» Task objective
Substitute "locate" for "identify" in the lines starting with the first of the records and going on through the line with "[0,0,300,238]", leaving everything else unchanged. Omit the pictures from your answer.

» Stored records
>>>>

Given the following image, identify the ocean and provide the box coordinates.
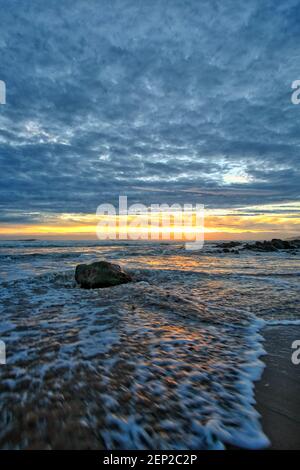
[0,241,300,449]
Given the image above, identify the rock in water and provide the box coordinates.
[75,261,132,289]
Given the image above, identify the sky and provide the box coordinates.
[0,0,300,239]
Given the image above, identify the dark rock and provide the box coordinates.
[244,238,297,252]
[219,242,241,248]
[75,261,132,289]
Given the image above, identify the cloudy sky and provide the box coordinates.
[0,0,300,238]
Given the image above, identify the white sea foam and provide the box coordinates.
[0,244,300,449]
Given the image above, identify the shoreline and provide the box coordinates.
[255,325,300,450]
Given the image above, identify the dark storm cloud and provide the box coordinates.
[0,0,300,222]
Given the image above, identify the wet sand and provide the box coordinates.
[255,325,300,449]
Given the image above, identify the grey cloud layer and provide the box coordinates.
[0,0,300,221]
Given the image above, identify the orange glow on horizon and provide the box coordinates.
[0,210,300,240]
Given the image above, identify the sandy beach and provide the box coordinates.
[255,325,300,450]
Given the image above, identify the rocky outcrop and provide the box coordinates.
[244,238,300,252]
[75,261,132,289]
[218,241,242,250]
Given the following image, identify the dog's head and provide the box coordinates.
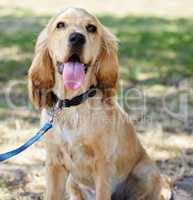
[28,8,118,109]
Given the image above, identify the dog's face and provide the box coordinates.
[48,8,102,64]
[28,8,118,108]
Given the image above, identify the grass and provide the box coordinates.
[0,9,193,130]
[0,10,193,84]
[0,9,193,200]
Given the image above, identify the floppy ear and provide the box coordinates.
[97,27,118,100]
[28,29,54,109]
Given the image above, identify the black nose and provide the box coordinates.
[69,33,86,47]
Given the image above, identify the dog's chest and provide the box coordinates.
[54,117,94,184]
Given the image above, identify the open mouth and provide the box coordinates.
[57,54,88,90]
[57,53,89,75]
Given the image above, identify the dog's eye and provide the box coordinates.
[56,22,65,29]
[86,24,97,33]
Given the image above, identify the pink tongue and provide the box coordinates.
[63,62,85,90]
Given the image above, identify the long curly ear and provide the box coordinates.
[97,27,118,100]
[28,29,54,109]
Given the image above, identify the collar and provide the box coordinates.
[53,85,97,108]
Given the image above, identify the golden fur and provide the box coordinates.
[28,8,170,200]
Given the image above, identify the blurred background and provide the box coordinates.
[0,0,193,200]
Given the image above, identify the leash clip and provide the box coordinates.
[49,101,61,124]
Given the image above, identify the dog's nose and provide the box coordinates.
[69,32,86,47]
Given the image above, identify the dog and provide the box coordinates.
[28,8,171,200]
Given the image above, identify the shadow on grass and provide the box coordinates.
[0,11,193,84]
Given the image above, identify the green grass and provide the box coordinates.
[0,10,193,83]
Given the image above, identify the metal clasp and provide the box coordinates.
[49,102,61,124]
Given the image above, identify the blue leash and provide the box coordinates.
[0,122,53,162]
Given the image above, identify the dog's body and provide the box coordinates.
[29,9,170,200]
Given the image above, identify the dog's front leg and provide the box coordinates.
[95,160,111,200]
[47,164,68,200]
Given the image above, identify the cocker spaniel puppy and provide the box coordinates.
[28,8,170,200]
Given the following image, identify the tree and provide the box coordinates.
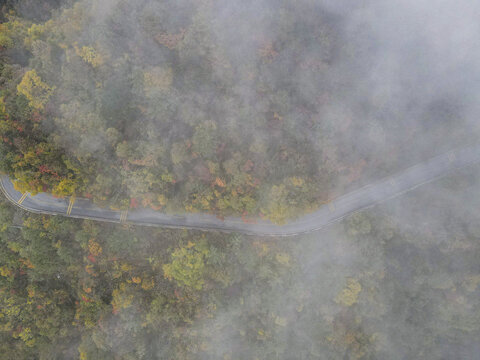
[163,241,209,290]
[17,69,55,110]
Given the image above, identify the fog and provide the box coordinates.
[2,0,480,360]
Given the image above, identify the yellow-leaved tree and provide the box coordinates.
[17,69,55,110]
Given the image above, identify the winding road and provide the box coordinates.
[0,145,480,236]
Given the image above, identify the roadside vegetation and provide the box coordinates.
[0,0,472,223]
[0,166,480,360]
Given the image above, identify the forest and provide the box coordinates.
[0,0,480,360]
[0,0,478,224]
[0,151,480,360]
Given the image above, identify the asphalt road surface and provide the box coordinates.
[0,145,480,236]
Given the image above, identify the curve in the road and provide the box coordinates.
[0,145,480,236]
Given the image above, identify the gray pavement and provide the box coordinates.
[0,145,480,236]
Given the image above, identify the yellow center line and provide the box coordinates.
[67,195,75,215]
[328,203,335,212]
[18,192,28,204]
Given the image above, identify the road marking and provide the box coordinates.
[328,203,335,212]
[18,192,28,204]
[67,195,75,215]
[120,210,128,223]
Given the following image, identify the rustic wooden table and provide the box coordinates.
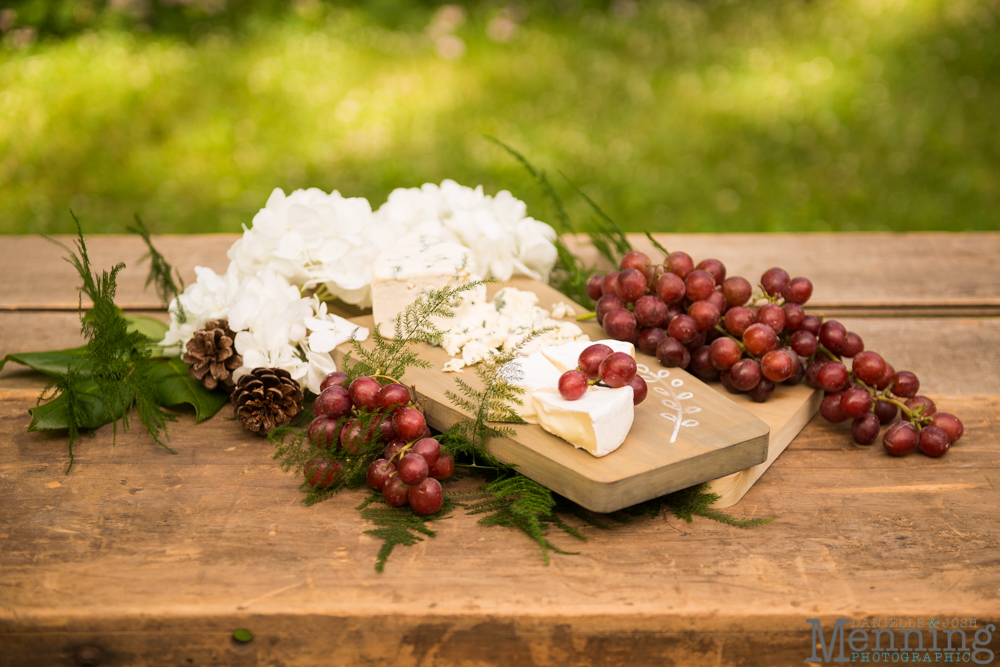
[0,234,1000,665]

<<<<

» Solution
Given the following image, locate the ocean and provide the box coordinates.
[0,241,300,449]
Given the image above, locate the rock in water and provide the box coordinates.
[75,261,132,289]
Given the image above, locate the sky and provide the box coordinates.
[0,0,300,239]
Given the image above, locate the dark rock and provide the box coordinates.
[244,238,297,252]
[219,242,241,248]
[75,261,132,289]
Given the image above, locate the cloudy sky and provide the box coordinates.
[0,0,300,238]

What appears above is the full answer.